### How to complete this task
Output the entries below unchanged, except for the pictures.

* * * * *

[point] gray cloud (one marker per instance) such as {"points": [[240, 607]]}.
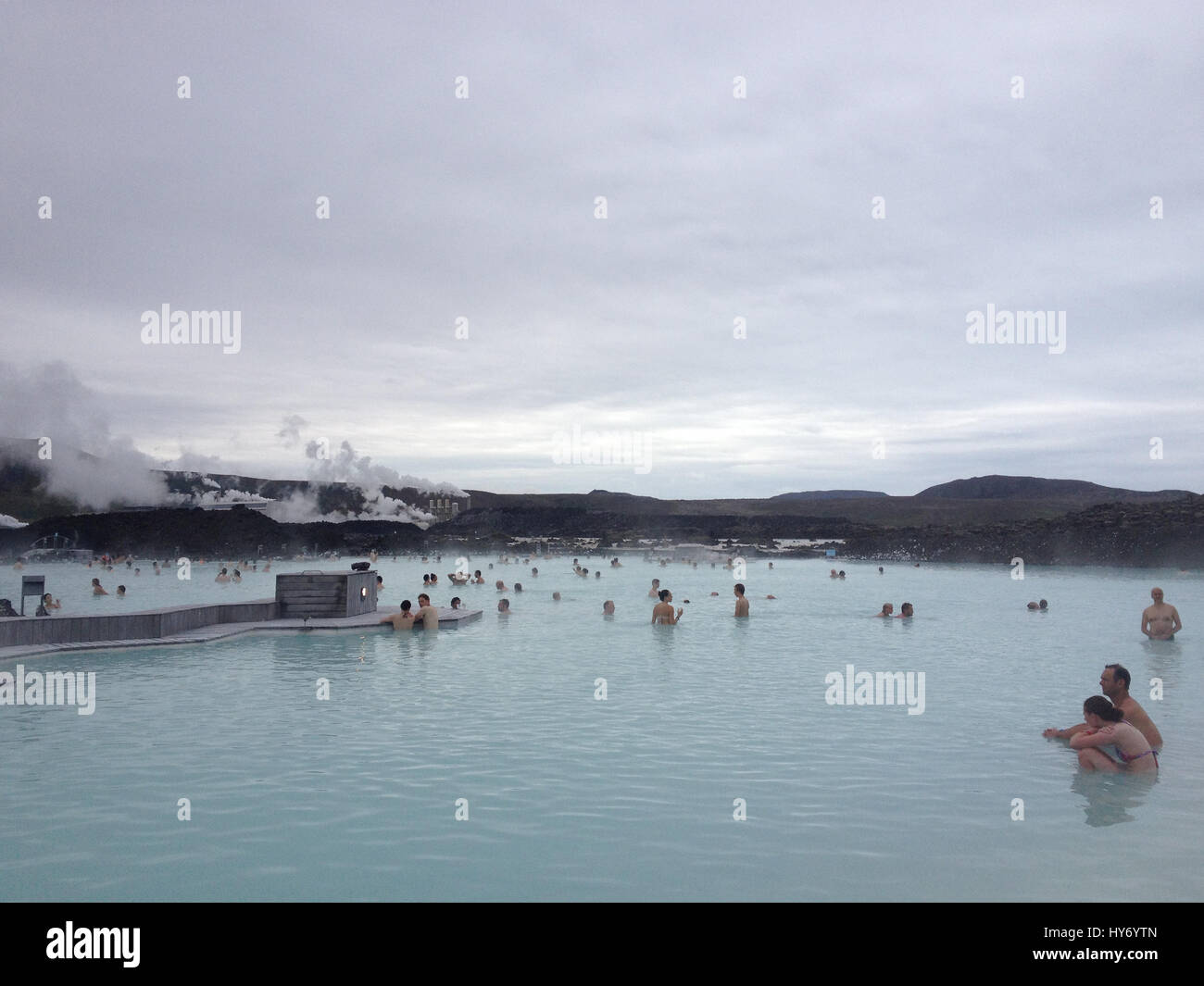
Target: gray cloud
{"points": [[718, 208]]}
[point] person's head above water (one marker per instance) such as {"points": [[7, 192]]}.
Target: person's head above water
{"points": [[1100, 706], [1115, 681]]}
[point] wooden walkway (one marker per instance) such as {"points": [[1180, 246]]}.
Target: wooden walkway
{"points": [[449, 619]]}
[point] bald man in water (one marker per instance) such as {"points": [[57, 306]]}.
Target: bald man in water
{"points": [[1162, 619], [742, 605]]}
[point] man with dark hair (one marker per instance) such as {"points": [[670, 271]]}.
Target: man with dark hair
{"points": [[402, 620], [662, 613], [1115, 682], [426, 613], [742, 605]]}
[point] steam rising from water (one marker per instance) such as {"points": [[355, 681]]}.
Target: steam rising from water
{"points": [[49, 401]]}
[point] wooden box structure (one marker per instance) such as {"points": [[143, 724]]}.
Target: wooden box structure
{"points": [[325, 593]]}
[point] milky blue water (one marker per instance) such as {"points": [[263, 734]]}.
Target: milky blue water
{"points": [[629, 797]]}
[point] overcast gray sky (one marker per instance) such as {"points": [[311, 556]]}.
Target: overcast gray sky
{"points": [[717, 208]]}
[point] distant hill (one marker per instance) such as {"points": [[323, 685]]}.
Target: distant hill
{"points": [[830, 495], [1035, 488]]}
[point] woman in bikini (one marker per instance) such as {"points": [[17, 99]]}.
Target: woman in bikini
{"points": [[1106, 728]]}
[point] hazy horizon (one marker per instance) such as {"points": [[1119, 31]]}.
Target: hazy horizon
{"points": [[814, 221]]}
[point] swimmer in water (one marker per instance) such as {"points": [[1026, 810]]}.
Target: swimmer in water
{"points": [[402, 620], [742, 605], [1160, 621], [662, 613], [1115, 682], [1107, 728], [426, 613]]}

* * * * *

### The answer
[point] gray cloud (one marker per instance) such as {"points": [[240, 607]]}.
Target: gray cloud
{"points": [[718, 208]]}
[point] person's head above water (one marker per instance) such as {"points": [[7, 192]]}.
Target: person's head above water
{"points": [[1100, 706], [1115, 681]]}
[point] wooden walkway (one marker per instance) such as {"points": [[1180, 246]]}.
Target: wooden walkway
{"points": [[449, 619]]}
[point] bald man in water (one marker per instance) such as {"points": [[57, 306]]}.
Target: bald man in water
{"points": [[1162, 619], [742, 605]]}
[point] man with dark hair (one marker per instance) such as {"points": [[670, 271]]}.
Target: man with dark hair
{"points": [[402, 620], [662, 613], [1115, 682], [426, 613], [742, 605]]}
[point] steam rising from water (one marker per instance) such as {"points": [[355, 681]]}.
Target: steam rising from water
{"points": [[49, 401]]}
[point] wooden box structure (one marker per instance) such as {"points": [[143, 724]]}.
Target: wooden box structure
{"points": [[325, 593]]}
[point] milky blue water (one marker per instance) such as {"points": [[263, 734]]}.
Target: milky blue water
{"points": [[629, 797]]}
[point] overcast gray sky (one marker per instance) such as {"points": [[311, 556]]}.
Target: overcast gray sky
{"points": [[717, 208]]}
[point] distant hill (one marker per instance) such as {"points": [[323, 685]]}.
Target: distant hill
{"points": [[830, 495], [1035, 488]]}
[point] woman in bikini (one marker per instance) such as {"points": [[17, 99]]}.
Target: woman in bikini
{"points": [[1106, 728]]}
[point] hazy horizon (one marker per instance) such as {"points": [[1119, 31]]}.
Target: hazy horizon
{"points": [[814, 221]]}
[point] swimmer in water (one marker per instance) such as {"points": [[1026, 810]]}.
Target: swimmer in water
{"points": [[402, 620], [742, 605], [1160, 621], [662, 613], [1115, 682], [1107, 728], [426, 613]]}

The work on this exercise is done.